Answer these questions using the article below about a domestic worker's back-pay lawsuit.
1. How much back pay did the protesters demand for the woman who cleaned the house and cared for the children?
2. What wage does the U.S. Fair Labor Standards Act require diplomatic employers to pay?
3. What is the title of the report Human Rights Watch issued last month?

# SOURCE EXTRACT
###
Outside the office of Leutlwetse Mmaulefe last Sunday, protesters chanted, “Mmaulefe, Mmaulefe, pay your dues! Mmaulefe, Mmaulefe, shame on you!” and they demanded more than $75,000 in back pay to the woman who cleaned his house and cared for his children for 17 months.

Keabetswe Letsididi is suing Ambassador Mmualefe in U.S. District Court here charging that she was paid nothing for her first nine months on the job and $250 a month during the rest of her tenure. She claimed in the action filed in June that she often worked more than 40 hours a week.

The U.S. Fair Labor Standards Act requires diplomatic employers to pay U.S. minimum wage of $5.15 an hour, minus a certain percentage for room and board.

The demonstrators also demanded a public apology from him for allegedly violating the Universal Declaration of Human Rights as well as state and federal labor laws.

Mmualefe did not return telephone calls seeking comment about the demonstration or the allegations.

Advocates Say Conditions in Diplomats’ Homes Should Be Monitored

Letsididi is one of at least 4,000 foreign domestic workers who are employed by thousands of diplomats throughout the United States. And their situation often is not very different from those of both legal and illegal immigrants working as household help for nondiplomats.

The majority of these workers enter with one of three visas: A-3 visas to work for ambassadors, diplomats, consular officers, public ministers, and their families; G-5 visas to work for officers and employees of international organizations or of foreign missions to international organizations and their families; and B-1 visas to accompany U.S. citizens who reside abroad but are visiting the United States.

Last month Human Rights Watch issued a report on abuse of immigrant workers, like Letsididi, traveling on special visas, entitled “Hidden in the Home: Abuse of Domestic Workers With Special Visas in the United States.”
###
Entries from a dataset:
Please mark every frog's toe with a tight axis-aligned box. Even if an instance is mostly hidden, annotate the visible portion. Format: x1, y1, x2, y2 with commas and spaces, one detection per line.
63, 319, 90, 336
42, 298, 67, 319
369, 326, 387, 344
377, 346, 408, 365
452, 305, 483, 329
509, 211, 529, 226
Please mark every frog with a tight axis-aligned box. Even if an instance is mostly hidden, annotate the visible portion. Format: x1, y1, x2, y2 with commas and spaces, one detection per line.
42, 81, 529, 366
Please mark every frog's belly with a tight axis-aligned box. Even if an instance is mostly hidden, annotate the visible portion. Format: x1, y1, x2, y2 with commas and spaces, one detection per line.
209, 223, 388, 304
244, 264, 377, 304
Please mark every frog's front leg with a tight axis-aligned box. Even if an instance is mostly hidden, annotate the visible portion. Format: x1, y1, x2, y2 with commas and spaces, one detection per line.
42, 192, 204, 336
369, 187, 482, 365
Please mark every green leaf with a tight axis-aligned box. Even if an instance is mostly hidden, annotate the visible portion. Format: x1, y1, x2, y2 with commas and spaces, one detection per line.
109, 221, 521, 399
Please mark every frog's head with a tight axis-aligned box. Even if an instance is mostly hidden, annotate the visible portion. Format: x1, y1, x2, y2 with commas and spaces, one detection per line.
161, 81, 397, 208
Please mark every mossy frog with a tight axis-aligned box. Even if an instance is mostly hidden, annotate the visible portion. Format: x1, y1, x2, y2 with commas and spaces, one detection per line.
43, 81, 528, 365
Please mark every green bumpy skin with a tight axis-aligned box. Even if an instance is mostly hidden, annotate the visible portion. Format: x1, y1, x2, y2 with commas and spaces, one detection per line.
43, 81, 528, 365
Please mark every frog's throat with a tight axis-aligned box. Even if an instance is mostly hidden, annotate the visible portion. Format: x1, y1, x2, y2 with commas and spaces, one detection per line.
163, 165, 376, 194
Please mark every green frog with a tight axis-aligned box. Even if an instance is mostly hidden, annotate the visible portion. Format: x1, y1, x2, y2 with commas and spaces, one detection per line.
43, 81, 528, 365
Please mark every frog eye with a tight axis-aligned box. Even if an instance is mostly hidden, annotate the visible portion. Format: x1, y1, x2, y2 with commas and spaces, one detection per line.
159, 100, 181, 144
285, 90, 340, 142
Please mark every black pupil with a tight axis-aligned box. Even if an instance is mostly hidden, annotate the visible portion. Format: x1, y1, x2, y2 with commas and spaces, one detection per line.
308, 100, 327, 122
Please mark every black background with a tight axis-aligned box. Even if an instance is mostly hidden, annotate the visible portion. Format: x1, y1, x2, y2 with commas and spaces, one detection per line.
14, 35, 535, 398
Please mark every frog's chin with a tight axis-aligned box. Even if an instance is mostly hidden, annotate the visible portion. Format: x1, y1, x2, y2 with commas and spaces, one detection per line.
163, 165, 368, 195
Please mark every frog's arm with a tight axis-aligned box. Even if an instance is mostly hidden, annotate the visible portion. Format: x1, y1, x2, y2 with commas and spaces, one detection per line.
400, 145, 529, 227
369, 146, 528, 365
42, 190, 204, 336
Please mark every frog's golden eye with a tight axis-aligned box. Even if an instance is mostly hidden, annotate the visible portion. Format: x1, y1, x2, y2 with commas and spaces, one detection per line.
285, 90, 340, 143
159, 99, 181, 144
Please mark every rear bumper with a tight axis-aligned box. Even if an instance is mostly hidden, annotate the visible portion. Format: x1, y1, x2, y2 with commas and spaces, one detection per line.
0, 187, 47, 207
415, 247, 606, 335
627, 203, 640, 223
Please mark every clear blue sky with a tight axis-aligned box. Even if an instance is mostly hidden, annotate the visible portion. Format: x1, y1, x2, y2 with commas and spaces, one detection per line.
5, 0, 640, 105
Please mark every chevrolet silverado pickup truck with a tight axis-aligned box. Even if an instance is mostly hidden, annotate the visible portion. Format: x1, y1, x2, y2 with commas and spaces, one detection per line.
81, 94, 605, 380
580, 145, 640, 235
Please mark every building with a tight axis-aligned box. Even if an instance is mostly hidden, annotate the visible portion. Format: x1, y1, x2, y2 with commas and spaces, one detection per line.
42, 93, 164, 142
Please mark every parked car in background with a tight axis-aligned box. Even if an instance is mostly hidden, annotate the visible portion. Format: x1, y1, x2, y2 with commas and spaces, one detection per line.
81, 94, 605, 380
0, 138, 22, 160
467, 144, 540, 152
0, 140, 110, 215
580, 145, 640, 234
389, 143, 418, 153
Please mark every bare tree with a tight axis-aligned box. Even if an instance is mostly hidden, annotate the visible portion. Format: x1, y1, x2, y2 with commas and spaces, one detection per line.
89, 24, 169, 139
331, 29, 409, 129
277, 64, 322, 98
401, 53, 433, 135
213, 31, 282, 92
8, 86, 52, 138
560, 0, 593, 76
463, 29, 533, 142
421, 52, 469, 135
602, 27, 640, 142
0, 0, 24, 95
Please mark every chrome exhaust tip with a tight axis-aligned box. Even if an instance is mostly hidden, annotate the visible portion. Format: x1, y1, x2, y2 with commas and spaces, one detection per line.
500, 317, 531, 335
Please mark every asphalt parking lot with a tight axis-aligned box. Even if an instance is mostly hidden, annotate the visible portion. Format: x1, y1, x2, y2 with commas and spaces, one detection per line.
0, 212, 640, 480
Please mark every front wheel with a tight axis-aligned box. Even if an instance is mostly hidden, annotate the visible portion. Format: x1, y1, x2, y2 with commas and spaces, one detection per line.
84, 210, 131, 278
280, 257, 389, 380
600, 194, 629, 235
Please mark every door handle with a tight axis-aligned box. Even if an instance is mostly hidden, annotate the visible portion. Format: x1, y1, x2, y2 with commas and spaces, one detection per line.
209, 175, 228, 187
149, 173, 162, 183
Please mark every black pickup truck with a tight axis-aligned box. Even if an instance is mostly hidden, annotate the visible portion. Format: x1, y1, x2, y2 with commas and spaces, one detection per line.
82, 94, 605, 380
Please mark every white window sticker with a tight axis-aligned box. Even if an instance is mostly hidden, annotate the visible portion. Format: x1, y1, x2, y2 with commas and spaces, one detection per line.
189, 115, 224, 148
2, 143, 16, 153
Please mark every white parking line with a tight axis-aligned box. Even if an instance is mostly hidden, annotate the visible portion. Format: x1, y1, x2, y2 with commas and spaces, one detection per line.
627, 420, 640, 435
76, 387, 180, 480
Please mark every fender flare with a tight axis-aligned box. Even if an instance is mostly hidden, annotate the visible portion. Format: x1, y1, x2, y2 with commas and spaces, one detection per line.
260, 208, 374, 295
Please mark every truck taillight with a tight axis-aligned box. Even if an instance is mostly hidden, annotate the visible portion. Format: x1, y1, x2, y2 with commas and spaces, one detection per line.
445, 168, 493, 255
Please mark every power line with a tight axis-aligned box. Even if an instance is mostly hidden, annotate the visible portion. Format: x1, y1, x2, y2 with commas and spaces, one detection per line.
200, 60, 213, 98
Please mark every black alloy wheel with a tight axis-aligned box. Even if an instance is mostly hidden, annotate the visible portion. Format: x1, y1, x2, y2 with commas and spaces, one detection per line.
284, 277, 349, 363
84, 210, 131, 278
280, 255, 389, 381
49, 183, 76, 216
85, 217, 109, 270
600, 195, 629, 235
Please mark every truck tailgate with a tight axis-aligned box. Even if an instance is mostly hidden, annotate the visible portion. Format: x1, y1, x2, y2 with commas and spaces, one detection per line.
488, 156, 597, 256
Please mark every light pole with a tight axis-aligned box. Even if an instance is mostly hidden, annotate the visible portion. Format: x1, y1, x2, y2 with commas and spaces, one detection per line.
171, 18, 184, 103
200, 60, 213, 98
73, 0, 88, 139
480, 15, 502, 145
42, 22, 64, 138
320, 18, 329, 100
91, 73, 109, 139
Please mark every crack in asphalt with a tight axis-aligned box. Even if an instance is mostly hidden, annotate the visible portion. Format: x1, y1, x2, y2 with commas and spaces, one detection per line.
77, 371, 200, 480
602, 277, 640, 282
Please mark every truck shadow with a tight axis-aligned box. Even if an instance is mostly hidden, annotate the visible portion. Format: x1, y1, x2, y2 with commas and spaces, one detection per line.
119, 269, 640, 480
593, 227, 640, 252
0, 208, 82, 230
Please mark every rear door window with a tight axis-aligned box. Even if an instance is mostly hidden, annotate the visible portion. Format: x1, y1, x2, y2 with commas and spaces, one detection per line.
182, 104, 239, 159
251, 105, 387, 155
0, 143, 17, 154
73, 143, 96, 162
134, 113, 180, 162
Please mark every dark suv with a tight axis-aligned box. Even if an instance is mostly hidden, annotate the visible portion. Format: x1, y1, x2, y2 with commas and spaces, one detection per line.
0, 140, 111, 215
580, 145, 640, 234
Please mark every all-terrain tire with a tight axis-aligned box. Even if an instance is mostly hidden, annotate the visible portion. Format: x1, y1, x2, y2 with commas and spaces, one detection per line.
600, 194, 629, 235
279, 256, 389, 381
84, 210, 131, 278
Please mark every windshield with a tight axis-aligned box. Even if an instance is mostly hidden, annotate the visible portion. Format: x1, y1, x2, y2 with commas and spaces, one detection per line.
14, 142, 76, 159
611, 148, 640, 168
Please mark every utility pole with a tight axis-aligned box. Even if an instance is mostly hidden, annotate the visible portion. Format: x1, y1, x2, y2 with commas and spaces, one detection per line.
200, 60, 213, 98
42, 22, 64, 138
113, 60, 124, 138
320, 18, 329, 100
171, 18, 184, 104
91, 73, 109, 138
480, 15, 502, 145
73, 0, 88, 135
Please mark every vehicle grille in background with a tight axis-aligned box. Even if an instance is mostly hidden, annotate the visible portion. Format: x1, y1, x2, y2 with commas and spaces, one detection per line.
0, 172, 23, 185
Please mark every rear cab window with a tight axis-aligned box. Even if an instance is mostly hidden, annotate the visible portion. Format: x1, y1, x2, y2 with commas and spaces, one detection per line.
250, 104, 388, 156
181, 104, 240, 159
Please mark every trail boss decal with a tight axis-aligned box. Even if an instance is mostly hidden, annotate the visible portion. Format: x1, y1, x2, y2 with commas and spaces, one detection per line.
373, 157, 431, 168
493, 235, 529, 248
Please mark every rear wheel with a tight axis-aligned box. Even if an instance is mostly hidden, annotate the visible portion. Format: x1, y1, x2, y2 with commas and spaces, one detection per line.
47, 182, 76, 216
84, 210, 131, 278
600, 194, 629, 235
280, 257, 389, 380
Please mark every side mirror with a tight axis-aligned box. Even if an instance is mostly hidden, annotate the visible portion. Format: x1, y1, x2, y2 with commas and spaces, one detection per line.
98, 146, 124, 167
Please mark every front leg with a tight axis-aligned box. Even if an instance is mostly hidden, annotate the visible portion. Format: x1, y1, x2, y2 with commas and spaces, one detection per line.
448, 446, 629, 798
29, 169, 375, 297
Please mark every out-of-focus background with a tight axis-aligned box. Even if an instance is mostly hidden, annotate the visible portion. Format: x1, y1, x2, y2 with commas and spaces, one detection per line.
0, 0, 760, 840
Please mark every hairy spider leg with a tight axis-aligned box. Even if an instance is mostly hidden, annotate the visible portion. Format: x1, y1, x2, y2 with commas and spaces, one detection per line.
###
# ANSWER TO THE TASK
1. More than $75,000.
2. The U.S. minimum wage of $5.15 an hour, minus a certain percentage for room and board.
3. "Hidden in the Home: Abuse of Domestic Workers With Special Visas in the United States."